Objectif:
Restituez sous forme de liste JSON de chaînes, une par ligne et sans les lignes vides, les lignes des données en partant de celle qui contient « negative clicks: (119, 221) » et en allant jusqu'à la fin des données, ces deux bornes incluses.

Données extraites:
******

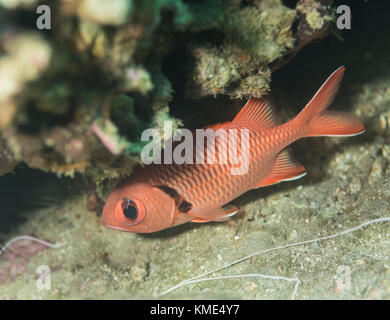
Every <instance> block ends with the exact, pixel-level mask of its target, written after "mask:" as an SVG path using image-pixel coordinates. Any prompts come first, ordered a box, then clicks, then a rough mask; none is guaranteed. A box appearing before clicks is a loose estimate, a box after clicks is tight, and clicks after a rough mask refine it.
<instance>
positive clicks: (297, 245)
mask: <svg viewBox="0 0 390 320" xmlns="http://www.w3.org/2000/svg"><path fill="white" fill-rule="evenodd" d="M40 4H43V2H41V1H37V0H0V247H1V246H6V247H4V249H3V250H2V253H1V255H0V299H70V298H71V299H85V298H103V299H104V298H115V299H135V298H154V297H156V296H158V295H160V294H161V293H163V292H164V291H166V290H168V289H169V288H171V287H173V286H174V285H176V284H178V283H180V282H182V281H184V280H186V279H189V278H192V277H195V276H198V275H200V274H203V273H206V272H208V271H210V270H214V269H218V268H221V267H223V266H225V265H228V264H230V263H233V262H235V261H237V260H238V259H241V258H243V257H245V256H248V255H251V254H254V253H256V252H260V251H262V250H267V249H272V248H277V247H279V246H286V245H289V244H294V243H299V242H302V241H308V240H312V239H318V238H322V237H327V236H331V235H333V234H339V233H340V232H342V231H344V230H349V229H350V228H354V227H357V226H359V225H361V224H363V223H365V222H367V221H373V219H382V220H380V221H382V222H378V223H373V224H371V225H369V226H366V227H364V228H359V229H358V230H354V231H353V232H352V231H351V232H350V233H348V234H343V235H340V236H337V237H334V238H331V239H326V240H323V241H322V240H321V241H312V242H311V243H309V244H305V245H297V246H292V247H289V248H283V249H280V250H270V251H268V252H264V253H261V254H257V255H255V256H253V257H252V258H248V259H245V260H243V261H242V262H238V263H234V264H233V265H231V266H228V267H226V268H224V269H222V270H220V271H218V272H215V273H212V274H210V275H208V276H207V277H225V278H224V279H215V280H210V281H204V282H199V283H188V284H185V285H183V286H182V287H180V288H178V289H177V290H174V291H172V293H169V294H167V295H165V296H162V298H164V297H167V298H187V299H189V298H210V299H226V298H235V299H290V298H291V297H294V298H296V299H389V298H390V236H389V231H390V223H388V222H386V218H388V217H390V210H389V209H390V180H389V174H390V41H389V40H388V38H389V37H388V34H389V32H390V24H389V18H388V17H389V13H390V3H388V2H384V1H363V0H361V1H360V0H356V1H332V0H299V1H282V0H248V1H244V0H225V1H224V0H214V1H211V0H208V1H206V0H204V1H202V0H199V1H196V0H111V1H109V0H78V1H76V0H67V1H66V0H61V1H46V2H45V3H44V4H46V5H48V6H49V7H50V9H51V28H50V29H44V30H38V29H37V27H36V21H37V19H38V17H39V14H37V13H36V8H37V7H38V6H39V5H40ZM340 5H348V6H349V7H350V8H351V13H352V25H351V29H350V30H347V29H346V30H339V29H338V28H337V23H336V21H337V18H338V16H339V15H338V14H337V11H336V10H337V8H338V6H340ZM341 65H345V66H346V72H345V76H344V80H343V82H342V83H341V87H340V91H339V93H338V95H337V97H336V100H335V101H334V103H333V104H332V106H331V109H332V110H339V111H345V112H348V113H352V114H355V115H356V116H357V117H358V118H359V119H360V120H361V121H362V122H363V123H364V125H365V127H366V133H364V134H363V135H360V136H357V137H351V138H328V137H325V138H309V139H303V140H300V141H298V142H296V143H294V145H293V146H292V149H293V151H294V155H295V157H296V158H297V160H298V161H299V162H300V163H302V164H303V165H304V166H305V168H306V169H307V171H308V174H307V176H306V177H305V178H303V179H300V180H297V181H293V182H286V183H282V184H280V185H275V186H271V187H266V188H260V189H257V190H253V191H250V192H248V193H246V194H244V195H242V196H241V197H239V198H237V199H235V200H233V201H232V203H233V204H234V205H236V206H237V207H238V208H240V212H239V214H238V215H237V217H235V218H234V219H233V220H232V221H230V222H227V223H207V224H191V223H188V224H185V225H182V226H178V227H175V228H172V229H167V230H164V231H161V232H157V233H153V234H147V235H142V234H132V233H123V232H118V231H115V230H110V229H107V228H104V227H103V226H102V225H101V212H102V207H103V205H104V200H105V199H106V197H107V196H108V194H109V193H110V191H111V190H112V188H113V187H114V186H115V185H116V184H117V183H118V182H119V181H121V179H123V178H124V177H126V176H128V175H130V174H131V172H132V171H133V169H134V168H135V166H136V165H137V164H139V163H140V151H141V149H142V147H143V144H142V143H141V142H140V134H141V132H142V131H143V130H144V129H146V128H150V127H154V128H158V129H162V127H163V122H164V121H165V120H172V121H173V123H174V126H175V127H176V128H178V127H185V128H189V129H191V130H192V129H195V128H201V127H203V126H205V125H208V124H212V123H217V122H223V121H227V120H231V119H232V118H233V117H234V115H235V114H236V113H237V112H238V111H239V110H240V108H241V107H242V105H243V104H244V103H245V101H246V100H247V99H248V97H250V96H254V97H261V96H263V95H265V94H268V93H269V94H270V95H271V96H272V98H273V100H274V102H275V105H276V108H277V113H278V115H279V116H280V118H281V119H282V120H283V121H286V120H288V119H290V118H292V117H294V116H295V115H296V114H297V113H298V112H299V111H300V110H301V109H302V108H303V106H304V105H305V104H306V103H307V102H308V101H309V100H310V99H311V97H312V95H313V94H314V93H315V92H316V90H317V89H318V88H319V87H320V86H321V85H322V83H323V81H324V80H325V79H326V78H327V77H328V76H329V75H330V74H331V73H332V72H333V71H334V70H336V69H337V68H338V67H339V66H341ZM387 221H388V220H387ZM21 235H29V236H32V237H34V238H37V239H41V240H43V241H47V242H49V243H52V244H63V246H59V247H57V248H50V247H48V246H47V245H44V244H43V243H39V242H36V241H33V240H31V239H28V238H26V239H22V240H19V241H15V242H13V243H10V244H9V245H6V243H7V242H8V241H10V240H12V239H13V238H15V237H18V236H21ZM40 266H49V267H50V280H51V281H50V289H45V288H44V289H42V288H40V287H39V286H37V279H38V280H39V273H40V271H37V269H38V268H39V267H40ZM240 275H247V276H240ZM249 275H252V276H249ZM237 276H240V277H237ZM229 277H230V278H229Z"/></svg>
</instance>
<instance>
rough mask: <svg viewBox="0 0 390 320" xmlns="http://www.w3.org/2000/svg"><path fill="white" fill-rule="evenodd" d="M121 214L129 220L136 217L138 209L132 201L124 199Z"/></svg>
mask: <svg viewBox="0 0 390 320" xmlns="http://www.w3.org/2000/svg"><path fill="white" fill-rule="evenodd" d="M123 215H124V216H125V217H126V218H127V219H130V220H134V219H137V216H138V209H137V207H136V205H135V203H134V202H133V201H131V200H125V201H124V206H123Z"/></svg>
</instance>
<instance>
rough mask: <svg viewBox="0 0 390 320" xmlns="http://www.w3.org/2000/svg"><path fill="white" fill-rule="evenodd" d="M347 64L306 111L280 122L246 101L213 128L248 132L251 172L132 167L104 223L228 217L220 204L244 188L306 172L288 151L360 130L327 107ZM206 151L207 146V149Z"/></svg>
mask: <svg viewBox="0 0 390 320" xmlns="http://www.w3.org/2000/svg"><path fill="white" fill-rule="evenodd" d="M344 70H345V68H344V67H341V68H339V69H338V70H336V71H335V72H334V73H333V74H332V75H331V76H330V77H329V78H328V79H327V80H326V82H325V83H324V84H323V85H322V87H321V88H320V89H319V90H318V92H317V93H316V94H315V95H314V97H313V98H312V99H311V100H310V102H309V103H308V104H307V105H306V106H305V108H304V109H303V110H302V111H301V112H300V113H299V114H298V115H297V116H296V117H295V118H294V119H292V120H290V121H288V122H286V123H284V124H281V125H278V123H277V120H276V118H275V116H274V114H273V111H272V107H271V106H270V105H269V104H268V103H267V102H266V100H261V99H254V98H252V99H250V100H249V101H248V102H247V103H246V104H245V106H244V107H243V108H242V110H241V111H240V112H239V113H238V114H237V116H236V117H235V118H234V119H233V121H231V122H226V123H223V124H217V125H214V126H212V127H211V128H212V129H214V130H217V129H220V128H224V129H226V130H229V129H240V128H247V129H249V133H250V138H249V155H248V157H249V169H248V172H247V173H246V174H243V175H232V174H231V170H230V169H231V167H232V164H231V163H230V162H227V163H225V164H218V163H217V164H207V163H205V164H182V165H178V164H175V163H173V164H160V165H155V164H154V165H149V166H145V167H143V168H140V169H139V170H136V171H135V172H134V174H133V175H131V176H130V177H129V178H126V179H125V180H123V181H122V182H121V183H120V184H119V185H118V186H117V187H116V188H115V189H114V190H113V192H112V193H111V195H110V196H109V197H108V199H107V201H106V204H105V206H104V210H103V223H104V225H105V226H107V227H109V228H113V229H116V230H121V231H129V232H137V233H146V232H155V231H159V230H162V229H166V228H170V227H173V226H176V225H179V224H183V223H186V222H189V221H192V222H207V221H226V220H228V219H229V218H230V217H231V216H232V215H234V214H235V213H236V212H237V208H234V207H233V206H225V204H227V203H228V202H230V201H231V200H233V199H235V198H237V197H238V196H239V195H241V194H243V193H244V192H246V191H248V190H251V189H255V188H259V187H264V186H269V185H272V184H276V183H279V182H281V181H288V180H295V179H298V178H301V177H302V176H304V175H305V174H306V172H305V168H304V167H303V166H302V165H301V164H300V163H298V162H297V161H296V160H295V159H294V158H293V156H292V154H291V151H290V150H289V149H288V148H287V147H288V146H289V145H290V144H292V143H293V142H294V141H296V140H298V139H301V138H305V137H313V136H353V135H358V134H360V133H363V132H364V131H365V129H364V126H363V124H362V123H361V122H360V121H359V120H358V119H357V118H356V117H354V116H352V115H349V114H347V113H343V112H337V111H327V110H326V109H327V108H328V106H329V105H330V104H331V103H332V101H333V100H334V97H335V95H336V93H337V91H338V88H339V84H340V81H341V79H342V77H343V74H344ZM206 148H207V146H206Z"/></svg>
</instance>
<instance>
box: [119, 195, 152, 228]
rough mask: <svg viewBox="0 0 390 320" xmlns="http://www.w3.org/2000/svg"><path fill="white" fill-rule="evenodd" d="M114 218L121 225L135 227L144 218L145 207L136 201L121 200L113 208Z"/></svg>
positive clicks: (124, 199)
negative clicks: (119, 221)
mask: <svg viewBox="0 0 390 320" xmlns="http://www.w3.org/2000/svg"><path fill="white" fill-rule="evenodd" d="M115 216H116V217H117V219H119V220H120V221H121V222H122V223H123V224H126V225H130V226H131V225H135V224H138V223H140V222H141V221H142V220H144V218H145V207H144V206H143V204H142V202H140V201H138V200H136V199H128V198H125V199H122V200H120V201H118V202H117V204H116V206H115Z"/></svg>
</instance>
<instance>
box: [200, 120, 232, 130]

******

Zone de réponse:
[
  "negative clicks: (119, 221)",
  "mask: <svg viewBox=\"0 0 390 320\" xmlns=\"http://www.w3.org/2000/svg\"><path fill=\"white\" fill-rule=\"evenodd\" d=\"M115 216H116V217H117V219H119V220H120V221H121V222H122V223H123V224H126V225H130V226H131V225H135V224H138V223H140V222H141V221H142V220H144V218H145V207H144V206H143V204H142V202H140V201H138V200H136V199H128V198H125V199H122V200H120V201H118V202H117V204H116V206H115Z\"/></svg>",
  "</instance>",
  "<instance>",
  "box: [200, 120, 232, 130]"
]